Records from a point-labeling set
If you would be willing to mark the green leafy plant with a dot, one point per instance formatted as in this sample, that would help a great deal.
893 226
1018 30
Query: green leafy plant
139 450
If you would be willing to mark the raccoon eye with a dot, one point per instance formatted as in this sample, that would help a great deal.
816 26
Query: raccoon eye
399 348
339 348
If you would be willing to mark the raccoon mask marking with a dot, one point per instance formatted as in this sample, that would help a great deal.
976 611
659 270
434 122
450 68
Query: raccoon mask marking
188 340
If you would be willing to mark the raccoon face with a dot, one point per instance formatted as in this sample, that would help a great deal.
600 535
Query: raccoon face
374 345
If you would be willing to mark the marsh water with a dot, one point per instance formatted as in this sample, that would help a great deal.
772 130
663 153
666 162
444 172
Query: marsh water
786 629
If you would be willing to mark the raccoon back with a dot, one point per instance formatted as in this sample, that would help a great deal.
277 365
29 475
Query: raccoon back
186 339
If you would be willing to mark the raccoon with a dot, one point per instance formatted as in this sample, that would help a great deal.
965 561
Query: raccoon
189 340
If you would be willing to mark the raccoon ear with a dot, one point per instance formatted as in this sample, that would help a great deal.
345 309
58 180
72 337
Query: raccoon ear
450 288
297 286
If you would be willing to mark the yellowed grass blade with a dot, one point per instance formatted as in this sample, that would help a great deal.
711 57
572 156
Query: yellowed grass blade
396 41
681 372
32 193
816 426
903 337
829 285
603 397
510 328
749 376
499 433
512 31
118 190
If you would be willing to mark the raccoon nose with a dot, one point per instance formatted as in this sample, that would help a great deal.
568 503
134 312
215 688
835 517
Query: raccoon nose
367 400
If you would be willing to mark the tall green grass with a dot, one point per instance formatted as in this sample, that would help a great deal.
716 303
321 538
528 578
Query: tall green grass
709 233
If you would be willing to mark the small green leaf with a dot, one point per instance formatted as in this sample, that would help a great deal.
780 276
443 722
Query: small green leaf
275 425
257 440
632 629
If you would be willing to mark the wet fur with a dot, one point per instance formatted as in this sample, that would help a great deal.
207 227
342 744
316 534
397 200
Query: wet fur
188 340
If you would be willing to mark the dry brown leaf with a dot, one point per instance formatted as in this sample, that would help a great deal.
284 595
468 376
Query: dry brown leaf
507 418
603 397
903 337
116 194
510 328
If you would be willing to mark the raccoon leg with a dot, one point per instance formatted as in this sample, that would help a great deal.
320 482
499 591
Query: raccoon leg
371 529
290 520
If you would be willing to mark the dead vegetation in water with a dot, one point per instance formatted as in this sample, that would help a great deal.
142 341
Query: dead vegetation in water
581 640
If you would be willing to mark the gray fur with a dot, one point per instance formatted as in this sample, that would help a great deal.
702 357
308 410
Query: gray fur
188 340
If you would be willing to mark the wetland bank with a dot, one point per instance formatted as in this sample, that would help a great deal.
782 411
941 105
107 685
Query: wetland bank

[Aim of the exercise] Copy every one of the records above word for word, keeping each line as it appears.

[In response]
If you would be willing to mark the green leafy plant with a dot, one point per instance formatted as in this sample, that would help a great deal.
893 226
1018 30
Query: green leafy plant
139 450
If you would be willing to mark the raccoon eye with a dot, one point per instance formatted as in this sample, that would help a great deal.
816 26
Query: raccoon eye
399 348
339 348
If you would be willing to mark the raccoon mask marking with a dot, one point per instance formatted as in this sample, that would help a great deal.
976 611
659 270
434 122
450 68
Query: raccoon mask marking
188 340
If you would be willing to mark the raccoon face with a dot, one point per instance formatted as in this sample, that would help a great deal.
600 535
Query: raccoon face
374 345
If you would be willing to mark the marsh water with a dot, one point per instance formatted as in this sample, that would help a great deal.
772 130
663 153
666 162
444 172
Query: marsh water
786 629
If you would be willing to mark the raccoon back with a dot, one point per instance formatted as in this sample, that would help a great deal.
277 365
29 475
Query: raccoon back
186 339
If you would be willing to mark the raccoon with a dot, one point per instance formatted as in this sample, that would help a great deal.
965 561
Query: raccoon
189 340
If you would be willing to mark the raccoon ear with a dot, one point per instance formatted as in this sample, that would help a great deal.
345 309
58 180
72 337
Query: raccoon ear
450 288
297 286
If you would be willing to mark the yellowed grass blade with a dot, one point per instance formatted as in this sample, that would help a great deal.
711 57
572 156
Query: yellowed grass blade
396 41
681 372
32 193
816 426
903 337
829 285
603 397
510 328
749 376
499 433
512 31
118 190
If you would be willing to mark the raccoon nose with a dot, one point per instance formatted as in this sample, that would help a great deal.
568 503
134 312
215 688
835 517
Query: raccoon nose
367 400
If you would be willing to mark the tall green grass with a dot, one point per instance formatted as in this sample, that would help a great deal.
716 303
321 538
528 578
Query: tall green grass
709 233
If you would be willing to mark the small green leaf with a dot, one point per instance formatted as in this sample, that would help a great deal.
780 276
443 722
Query: small green leaf
275 425
257 440
632 629
If you would be willing to mark the wet fur with a dot, one point per instance formatted as in this sample, that would help a great deal.
207 227
342 744
316 534
397 200
Query: wet fur
188 340
If you would be willing to mark the dry brown leaf with a dot, one point per instance formatted as in this sample, that would help a great deal.
284 595
468 376
Query: dry brown leaf
507 418
603 397
903 337
116 194
510 328
If you would be willing to mark the raccoon leg with a dot, one point per instance formatted as in this sample, that would help a great deal.
320 482
499 591
Query: raccoon leg
371 529
290 520
If you would be willing to mark the dead vegetation in water with a dot, one point per instance formatted as in this sample, that would help a great deal.
142 341
Query: dead vegetation in water
581 640
If you would be willing to mark the gray fur with a dot, one point per instance formatted as in this sample, that would help a great deal.
702 357
308 410
Query: gray fur
188 340
If you would be willing to mark the wetland bank with a dot, one point per instance formatted as in this sample, that would help a great deal.
782 411
941 105
107 685
Query: wetland bank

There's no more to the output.